- [TO BE DONE]: In the listing below, shift every answer coordinate up by adding 13 to each x and y value. Reproduce every line in full, starting with the line with "the road ruts" and going on through the end of the listing, and leave all other text unchanged.

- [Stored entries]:
======
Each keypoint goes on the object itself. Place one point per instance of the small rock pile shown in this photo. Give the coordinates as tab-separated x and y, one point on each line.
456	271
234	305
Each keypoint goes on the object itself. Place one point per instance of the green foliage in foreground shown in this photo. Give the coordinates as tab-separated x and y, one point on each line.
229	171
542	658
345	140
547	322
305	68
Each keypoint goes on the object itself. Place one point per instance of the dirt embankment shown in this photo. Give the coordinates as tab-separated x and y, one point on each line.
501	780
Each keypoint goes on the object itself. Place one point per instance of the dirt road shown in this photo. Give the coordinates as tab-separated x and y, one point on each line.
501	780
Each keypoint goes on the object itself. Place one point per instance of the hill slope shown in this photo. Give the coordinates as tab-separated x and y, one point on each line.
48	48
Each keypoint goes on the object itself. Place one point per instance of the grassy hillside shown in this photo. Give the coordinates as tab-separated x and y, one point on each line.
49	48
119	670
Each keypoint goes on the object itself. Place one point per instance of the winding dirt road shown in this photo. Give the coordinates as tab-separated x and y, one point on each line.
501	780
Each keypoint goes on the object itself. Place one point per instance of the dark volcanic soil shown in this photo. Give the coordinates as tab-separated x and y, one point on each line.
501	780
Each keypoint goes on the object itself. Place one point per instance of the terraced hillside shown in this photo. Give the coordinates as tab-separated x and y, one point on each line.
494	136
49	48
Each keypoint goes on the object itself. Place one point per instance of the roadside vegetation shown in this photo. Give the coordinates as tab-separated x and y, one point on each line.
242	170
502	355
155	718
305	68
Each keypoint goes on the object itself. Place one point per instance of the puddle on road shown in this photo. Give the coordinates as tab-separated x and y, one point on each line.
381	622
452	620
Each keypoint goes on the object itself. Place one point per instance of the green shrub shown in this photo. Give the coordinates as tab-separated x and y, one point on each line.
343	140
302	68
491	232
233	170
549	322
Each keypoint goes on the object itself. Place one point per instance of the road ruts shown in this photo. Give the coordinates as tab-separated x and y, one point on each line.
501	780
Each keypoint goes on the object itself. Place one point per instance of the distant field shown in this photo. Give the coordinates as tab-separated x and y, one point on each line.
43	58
======
- [RESPONSE TO THE EXERCISE]:
Each keypoint goes on the object itself. Place one point per instance of the road ruts shown in this photo. Give the coordinates as tab-separated x and y, one point on each line.
514	793
Each keypoint goes on the object itself. Place one point per instance of the distant field shown in this photo. Give the coordinates as tab-separated x and y, one point on each line.
56	71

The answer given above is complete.